*** Opening DOCUMENT PASSAGE ***
A while ago my husband and I were working out in a gym, and I was in a particularly bad mood; I was hungry, tired and stressed from work, but still wanted to work out, failing at it, and taking it all out on Bun, who by then was well trained in the hangry athlete management and just patiently nodded at my glares and R-rated language. Not getting upset at me actually just made it worse, and while I felt bad I also couldn’t find a way to stop it. Then someone recognized me.
“Are you Rea?? You are amazing!!” Then, turning over to my husband, “isn’t she amazing?”
I half expected Bun to just walk away at that point, but he smiled and said, “I guess she is.”
No matter how hard the race is, Bun is always there for me at the finish line. Photo credit: Bob Mulholland
But the truth is, I wasn’t amazing at that moment, and there are many like this in our daily lives. Being tired can make you moody, and being bad at planning sometimes also means I’ll be hungry, overall a bad situation for me and those around. It’s easy to smile at races, be happy during events where I’m rested, full of adrenaline, with nutrition planned (usually by Bun) to avoid hunger. It’s also easy to be amazing after a race, especially a good one. And even after bad ones, there’s always things to learn and to celebrate, hang out with friends I haven’t seen in a long while, and eat all the bananas and peanuts available at the venue.
*** Closing DOCUMENT PASSAGE ***
*** Opening SOURCE MATERIAL ***
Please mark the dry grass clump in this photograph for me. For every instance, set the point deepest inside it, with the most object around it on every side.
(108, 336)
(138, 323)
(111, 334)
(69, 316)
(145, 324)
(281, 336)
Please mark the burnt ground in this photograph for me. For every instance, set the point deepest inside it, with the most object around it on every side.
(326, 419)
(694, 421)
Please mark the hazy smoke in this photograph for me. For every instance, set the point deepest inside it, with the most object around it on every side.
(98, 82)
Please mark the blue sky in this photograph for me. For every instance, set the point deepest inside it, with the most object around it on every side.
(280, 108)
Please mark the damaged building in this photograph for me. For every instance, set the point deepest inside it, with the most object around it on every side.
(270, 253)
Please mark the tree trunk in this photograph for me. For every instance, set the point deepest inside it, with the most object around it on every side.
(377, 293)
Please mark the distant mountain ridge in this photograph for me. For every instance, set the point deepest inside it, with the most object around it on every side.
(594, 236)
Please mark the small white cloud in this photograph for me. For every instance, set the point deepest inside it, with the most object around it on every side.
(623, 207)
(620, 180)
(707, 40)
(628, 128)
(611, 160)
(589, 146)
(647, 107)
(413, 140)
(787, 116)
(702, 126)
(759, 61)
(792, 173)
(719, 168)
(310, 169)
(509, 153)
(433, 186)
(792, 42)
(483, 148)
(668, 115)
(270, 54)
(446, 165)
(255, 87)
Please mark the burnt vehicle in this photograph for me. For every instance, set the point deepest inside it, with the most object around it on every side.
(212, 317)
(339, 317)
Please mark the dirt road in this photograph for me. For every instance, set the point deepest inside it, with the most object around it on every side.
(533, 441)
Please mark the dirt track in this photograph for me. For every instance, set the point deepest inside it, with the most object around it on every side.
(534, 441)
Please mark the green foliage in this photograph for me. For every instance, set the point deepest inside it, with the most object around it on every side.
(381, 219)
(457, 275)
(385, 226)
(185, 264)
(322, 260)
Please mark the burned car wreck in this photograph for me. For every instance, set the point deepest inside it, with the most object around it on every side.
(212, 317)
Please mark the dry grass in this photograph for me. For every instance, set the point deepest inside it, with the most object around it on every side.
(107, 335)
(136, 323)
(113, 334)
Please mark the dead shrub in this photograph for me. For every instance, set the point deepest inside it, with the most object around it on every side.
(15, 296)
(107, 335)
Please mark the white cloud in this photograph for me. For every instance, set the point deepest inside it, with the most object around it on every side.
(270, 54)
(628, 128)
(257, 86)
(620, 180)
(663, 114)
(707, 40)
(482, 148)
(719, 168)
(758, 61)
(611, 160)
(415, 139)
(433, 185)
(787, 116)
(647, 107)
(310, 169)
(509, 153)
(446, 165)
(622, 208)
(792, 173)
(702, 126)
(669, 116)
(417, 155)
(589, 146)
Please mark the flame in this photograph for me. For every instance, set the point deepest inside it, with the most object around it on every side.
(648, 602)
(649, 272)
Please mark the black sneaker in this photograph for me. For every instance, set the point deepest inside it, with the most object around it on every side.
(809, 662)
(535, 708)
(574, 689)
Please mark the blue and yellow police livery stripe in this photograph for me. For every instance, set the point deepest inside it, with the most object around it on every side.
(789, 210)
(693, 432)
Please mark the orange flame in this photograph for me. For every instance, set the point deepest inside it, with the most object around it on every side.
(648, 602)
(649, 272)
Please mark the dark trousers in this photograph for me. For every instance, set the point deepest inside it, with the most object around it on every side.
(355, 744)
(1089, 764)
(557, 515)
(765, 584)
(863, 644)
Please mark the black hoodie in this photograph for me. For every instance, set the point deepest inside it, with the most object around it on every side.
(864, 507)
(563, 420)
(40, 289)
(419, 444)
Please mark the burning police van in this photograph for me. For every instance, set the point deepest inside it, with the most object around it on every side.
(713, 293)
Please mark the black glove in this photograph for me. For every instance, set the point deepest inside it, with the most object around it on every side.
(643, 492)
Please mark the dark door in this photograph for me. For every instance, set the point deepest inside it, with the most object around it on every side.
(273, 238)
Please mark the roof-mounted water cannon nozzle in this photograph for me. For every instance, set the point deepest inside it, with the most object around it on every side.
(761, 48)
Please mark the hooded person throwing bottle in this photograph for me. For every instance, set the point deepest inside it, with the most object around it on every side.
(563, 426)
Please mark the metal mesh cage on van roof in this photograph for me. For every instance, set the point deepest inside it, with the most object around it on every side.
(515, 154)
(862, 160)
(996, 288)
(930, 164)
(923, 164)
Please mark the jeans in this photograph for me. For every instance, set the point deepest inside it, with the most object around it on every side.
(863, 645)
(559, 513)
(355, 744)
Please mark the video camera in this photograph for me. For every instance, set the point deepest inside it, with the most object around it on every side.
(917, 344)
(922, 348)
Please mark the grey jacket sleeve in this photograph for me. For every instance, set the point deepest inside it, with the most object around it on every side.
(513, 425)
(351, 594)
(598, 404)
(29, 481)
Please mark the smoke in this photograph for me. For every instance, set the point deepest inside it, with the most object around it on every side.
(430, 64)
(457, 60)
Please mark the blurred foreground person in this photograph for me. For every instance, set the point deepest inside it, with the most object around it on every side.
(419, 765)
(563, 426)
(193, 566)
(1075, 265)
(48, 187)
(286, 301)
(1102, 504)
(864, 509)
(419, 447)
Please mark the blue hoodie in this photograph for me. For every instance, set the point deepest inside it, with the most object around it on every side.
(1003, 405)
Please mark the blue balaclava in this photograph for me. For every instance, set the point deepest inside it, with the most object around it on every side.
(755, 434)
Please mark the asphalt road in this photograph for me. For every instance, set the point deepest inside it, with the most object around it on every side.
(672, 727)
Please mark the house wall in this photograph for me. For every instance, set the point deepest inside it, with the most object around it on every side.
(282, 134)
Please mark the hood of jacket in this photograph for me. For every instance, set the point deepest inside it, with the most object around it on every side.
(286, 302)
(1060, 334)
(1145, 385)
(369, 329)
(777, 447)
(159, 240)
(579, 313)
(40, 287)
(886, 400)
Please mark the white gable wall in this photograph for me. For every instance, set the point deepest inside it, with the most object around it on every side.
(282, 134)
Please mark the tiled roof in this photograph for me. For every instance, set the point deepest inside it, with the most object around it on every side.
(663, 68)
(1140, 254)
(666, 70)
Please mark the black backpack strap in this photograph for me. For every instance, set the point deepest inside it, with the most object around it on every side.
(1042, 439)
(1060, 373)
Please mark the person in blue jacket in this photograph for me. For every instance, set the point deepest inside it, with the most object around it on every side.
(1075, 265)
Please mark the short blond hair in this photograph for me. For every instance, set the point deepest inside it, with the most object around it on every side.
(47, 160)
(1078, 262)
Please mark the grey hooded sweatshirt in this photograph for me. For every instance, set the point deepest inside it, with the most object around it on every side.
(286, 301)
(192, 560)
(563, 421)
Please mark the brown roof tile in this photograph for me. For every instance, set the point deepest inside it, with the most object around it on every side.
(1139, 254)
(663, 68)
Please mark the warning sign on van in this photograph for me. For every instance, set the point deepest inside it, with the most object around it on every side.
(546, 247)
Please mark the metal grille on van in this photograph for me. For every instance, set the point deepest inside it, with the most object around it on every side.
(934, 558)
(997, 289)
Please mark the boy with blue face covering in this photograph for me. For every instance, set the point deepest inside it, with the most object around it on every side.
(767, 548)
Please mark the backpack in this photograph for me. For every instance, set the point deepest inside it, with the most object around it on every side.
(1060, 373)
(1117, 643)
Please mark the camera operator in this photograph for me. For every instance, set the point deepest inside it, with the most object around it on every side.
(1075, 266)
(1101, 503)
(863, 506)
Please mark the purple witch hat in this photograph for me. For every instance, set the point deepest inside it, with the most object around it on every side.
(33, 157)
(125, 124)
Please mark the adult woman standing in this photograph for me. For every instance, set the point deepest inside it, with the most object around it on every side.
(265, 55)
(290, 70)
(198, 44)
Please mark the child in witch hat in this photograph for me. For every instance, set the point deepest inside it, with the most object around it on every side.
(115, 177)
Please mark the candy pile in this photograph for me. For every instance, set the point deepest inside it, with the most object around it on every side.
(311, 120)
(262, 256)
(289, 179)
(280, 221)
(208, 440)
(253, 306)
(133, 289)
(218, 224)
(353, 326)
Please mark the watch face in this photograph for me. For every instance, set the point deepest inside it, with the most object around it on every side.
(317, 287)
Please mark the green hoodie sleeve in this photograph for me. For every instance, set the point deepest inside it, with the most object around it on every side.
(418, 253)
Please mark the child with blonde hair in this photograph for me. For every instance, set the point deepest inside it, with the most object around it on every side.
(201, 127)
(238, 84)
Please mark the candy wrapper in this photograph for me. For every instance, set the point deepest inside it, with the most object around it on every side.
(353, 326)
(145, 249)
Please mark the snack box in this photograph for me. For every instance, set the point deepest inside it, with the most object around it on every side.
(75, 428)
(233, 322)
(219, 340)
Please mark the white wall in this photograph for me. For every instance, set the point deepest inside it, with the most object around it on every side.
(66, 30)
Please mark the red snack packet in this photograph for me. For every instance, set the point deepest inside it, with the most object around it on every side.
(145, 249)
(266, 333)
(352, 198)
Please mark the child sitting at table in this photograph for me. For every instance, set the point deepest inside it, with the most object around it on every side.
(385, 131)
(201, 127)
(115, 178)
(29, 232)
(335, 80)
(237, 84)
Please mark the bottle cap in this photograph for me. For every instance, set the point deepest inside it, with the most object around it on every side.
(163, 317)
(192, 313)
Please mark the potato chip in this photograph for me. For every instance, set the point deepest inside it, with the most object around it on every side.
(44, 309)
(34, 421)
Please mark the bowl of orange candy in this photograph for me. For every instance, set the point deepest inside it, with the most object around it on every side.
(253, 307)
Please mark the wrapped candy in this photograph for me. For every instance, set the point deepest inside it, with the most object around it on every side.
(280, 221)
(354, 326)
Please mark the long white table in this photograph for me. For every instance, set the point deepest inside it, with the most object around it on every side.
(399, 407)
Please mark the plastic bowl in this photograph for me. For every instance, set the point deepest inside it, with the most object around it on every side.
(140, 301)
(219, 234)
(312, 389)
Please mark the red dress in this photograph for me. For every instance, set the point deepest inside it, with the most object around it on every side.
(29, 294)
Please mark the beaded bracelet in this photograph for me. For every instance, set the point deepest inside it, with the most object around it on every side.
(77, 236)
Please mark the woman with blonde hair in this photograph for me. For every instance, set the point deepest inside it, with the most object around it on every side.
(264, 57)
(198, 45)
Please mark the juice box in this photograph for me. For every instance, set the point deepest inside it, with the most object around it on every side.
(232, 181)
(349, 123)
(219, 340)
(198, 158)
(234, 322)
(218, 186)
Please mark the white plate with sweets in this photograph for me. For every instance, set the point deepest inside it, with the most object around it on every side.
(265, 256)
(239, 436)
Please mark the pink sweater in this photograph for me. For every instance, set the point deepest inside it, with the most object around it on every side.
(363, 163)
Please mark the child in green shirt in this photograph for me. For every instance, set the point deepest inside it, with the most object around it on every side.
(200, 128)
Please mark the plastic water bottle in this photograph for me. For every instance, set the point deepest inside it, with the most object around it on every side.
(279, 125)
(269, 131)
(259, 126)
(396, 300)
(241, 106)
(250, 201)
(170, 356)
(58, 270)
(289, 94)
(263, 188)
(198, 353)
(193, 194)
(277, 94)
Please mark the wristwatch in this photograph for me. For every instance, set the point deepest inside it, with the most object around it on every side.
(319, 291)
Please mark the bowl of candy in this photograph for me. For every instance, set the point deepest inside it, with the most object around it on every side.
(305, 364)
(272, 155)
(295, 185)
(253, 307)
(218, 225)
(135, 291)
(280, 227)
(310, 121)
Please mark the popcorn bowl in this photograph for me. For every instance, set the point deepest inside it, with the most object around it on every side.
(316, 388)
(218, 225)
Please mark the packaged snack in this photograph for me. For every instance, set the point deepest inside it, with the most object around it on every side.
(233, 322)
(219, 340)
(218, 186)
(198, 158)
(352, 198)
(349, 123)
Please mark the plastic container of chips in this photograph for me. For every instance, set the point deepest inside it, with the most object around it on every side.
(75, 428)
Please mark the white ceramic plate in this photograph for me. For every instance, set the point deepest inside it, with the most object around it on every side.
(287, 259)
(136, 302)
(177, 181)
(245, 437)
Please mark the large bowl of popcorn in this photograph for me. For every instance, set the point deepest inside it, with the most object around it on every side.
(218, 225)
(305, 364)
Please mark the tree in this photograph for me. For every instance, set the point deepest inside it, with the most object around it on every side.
*** Closing SOURCE MATERIAL ***
YOUR INSTRUCTIONS:
Rewrite the passage about the gym between "I half expected" and "at the venue.", inclusive, changing "bananas" to "oranges".

TASK RESULT:
I half expected Bun to just walk away at that point, but he smiled and said, “I guess she is.”
No matter how hard the race is, Bun is always there for me at the finish line. Photo credit: Bob Mulholland
But the truth is, I wasn’t amazing at that moment, and there are many like this in our daily lives. Being tired can make you moody, and being bad at planning sometimes also means I’ll be hungry, overall a bad situation for me and those around. It’s easy to smile at races, be happy during events where I’m rested, full of adrenaline, with nutrition planned (usually by Bun) to avoid hunger. It’s also easy to be amazing after a race, especially a good one. And even after bad ones, there’s always things to learn and to celebrate, hang out with friends I haven’t seen in a long while, and eat all the oranges and peanuts available at the venue.